Data listing
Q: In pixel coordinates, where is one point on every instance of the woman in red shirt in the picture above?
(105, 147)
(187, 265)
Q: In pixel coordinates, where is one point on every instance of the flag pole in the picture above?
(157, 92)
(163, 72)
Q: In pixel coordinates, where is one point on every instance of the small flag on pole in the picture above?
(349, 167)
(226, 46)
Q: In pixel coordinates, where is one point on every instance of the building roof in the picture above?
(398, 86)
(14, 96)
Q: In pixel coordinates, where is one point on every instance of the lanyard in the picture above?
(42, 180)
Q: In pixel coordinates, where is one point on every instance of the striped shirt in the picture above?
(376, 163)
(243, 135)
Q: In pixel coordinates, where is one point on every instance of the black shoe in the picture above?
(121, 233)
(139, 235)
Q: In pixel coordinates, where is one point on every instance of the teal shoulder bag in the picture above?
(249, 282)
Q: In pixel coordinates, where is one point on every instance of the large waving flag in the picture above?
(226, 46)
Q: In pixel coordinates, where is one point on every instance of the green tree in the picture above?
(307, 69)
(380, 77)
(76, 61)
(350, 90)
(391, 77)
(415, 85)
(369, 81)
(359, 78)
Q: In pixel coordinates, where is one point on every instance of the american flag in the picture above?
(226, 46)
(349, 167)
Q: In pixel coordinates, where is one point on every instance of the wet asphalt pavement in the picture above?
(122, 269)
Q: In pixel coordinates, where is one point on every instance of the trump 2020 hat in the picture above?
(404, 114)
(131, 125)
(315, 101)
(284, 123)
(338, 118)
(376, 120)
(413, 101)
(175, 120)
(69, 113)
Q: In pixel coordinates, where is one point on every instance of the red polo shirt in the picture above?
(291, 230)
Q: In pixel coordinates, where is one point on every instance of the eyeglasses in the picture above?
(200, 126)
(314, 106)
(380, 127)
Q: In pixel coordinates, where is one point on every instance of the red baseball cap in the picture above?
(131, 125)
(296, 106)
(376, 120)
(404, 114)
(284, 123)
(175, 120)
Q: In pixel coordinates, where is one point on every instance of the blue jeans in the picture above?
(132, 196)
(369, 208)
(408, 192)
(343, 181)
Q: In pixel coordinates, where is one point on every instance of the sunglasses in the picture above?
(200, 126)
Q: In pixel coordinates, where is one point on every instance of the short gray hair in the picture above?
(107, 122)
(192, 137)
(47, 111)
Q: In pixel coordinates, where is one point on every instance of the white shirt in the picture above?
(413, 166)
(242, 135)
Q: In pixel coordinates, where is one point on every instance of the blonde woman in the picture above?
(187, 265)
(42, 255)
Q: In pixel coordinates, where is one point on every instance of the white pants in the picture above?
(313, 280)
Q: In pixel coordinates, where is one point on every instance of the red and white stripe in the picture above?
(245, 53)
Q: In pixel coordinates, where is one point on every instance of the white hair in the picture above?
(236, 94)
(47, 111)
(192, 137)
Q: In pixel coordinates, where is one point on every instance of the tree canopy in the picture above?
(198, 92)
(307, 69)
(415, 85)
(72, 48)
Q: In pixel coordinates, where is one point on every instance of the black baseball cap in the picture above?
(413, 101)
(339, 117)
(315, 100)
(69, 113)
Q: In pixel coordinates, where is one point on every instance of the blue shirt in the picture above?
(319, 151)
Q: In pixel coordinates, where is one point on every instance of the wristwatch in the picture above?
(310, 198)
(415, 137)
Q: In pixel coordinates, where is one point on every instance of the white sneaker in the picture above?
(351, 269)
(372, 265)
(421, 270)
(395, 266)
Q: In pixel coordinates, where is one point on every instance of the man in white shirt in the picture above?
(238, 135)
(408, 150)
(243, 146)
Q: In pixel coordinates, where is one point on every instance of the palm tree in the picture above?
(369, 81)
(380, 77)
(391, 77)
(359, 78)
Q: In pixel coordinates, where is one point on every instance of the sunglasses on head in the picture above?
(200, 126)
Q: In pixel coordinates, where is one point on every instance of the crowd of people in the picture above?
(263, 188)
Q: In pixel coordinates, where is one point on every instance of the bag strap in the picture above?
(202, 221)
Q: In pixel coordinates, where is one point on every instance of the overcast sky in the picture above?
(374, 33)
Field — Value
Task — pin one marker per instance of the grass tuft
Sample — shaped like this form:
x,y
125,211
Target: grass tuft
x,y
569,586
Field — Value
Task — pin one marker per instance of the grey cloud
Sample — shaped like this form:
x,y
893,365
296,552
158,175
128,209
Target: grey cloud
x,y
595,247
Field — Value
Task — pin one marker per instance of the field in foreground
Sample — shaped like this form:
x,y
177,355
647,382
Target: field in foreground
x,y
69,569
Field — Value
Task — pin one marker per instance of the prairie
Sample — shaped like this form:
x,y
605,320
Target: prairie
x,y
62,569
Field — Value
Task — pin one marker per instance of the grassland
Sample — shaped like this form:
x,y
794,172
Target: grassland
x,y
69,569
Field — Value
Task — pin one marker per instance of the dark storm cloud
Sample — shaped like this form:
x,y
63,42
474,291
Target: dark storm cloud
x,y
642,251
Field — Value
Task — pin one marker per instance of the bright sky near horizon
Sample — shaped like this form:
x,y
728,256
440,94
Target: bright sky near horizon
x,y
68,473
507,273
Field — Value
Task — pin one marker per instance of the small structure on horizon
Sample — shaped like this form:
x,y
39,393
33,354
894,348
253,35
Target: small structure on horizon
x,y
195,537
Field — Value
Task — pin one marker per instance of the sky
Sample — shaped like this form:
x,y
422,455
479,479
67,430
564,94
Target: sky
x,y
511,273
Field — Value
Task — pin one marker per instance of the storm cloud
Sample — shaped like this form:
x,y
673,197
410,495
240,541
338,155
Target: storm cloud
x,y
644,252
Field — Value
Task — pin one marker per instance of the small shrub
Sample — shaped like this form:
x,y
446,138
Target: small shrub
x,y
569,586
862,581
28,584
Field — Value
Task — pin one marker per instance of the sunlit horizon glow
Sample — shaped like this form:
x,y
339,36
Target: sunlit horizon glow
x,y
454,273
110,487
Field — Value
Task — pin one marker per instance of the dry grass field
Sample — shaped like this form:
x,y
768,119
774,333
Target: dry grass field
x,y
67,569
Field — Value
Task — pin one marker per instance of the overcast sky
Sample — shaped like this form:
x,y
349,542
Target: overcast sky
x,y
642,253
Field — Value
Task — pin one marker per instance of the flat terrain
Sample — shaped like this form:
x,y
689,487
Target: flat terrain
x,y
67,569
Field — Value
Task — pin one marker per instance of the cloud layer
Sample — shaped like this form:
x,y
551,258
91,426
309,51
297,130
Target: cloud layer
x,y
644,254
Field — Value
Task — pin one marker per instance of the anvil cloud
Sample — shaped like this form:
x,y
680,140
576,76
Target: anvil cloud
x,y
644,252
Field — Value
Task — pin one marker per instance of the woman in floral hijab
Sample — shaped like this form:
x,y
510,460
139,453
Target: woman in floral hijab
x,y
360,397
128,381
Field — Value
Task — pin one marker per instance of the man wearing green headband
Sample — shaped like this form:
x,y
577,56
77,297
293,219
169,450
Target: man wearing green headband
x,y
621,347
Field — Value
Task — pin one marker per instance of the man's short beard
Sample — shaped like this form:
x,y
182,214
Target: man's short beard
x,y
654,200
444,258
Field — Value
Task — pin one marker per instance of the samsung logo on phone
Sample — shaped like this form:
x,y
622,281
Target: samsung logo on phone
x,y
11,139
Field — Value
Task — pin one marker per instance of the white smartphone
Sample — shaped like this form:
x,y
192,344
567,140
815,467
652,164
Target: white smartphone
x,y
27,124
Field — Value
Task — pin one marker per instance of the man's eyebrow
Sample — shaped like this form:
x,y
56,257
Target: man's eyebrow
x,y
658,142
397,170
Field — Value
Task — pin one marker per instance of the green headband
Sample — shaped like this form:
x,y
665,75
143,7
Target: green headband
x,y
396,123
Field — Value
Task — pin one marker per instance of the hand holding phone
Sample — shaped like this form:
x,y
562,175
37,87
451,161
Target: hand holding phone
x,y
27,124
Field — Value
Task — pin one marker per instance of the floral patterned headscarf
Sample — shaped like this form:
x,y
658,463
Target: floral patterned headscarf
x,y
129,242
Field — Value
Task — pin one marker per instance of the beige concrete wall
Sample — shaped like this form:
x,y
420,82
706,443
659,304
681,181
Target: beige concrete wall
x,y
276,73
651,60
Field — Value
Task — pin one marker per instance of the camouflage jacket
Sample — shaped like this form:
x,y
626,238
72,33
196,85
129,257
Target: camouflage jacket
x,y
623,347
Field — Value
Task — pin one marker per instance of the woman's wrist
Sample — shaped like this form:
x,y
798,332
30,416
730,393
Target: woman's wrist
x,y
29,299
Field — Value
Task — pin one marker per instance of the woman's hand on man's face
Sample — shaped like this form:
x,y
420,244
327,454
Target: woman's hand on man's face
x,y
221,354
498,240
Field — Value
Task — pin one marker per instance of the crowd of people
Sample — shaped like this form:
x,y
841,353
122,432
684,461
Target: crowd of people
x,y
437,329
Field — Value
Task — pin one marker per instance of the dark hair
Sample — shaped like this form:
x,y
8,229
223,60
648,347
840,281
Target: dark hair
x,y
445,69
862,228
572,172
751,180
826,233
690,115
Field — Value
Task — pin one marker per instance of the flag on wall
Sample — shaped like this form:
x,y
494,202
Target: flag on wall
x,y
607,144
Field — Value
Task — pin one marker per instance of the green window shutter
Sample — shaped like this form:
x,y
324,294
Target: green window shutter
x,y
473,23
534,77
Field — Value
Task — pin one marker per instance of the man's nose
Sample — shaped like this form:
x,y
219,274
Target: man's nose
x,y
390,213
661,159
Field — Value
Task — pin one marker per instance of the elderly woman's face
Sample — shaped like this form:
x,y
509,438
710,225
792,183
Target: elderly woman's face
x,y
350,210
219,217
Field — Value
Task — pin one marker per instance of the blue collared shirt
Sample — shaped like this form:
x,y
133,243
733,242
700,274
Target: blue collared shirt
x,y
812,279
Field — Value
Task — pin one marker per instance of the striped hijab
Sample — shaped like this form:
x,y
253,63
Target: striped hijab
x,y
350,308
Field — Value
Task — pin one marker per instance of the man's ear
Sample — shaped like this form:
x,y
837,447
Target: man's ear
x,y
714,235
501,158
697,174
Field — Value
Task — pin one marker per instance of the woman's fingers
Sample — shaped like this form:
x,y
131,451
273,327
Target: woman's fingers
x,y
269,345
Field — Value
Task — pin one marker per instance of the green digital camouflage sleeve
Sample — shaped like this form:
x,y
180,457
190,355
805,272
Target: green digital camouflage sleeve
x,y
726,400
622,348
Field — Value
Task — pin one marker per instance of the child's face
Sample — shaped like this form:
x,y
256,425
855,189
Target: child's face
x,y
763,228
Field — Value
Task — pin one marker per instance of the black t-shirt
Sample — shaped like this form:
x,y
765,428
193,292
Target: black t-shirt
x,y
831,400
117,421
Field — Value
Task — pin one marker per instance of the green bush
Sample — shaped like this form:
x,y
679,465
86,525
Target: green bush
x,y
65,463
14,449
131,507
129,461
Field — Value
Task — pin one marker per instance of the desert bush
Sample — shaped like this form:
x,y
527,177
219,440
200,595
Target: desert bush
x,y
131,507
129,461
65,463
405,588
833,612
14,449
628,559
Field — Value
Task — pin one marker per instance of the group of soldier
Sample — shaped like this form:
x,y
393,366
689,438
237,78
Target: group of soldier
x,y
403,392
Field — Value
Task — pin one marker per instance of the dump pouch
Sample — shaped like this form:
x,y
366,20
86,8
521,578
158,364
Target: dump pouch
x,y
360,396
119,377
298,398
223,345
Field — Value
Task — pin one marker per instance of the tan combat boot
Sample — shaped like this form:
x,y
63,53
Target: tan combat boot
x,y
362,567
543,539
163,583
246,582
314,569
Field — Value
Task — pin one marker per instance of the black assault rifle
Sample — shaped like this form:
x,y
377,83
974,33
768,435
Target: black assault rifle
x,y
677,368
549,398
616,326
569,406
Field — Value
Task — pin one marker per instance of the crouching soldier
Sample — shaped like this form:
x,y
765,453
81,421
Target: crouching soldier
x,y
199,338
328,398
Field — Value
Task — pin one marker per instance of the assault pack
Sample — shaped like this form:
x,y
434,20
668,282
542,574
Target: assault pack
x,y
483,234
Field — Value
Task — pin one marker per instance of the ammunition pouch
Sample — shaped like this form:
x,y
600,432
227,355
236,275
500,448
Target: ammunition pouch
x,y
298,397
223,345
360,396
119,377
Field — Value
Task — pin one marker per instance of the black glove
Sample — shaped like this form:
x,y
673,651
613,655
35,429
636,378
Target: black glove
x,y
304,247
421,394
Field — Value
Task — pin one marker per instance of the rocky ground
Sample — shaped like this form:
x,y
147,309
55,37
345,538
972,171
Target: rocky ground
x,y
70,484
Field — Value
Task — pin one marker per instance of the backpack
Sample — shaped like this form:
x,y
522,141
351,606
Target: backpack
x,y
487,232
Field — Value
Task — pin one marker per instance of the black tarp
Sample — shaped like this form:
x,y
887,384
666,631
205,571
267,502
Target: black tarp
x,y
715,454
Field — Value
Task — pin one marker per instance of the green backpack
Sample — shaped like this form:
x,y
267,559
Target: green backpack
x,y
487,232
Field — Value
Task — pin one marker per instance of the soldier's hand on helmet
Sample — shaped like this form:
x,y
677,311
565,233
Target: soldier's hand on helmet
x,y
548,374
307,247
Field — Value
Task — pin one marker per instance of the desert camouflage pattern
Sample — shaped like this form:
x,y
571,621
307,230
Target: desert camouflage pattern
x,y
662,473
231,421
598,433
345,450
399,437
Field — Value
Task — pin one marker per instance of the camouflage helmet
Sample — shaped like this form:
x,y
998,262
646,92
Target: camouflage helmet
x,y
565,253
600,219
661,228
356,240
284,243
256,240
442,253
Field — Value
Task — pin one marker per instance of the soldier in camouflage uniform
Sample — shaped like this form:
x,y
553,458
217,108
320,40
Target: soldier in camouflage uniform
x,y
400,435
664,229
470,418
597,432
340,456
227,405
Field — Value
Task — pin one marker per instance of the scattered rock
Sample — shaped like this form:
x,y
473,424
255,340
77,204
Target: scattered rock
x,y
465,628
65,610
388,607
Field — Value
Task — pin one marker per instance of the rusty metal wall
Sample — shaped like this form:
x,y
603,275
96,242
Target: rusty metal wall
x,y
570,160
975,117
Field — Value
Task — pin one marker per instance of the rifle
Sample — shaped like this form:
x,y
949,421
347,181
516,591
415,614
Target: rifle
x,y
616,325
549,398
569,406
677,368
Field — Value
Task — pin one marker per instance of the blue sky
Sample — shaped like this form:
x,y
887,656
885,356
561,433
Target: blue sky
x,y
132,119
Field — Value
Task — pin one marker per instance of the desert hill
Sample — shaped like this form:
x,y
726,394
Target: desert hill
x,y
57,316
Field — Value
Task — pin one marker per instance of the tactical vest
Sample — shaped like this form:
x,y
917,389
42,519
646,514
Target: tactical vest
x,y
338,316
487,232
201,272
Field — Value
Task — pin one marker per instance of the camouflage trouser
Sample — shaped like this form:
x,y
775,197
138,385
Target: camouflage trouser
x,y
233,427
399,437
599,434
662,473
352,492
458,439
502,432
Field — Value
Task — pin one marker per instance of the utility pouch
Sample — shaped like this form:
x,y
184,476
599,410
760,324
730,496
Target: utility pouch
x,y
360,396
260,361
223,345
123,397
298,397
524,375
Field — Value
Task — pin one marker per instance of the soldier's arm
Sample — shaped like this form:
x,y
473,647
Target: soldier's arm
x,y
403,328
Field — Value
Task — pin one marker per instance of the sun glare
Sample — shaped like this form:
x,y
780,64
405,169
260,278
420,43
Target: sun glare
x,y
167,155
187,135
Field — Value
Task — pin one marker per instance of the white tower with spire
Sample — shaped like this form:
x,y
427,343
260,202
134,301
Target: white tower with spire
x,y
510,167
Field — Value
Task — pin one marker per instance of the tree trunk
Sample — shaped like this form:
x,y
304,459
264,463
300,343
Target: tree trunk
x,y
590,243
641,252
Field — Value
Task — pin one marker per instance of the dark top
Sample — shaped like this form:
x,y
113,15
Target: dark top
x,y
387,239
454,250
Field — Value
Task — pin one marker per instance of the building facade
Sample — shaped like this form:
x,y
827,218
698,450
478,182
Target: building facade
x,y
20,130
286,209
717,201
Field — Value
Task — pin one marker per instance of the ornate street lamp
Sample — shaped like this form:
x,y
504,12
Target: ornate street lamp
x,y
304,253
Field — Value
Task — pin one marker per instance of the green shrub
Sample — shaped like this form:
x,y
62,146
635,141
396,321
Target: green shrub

What you have to do
Pull out each line of the material above that contains the word "desert", and list those lines in their original order.

Output for this exercise
Task — pin one marker per instance of the desert bush
Target: desert bush
Task — pin one marker per instance of the desert camouflage pattern
Target: desert camouflage pattern
Task — pin one marker per instance of the desert hill
Target: desert hill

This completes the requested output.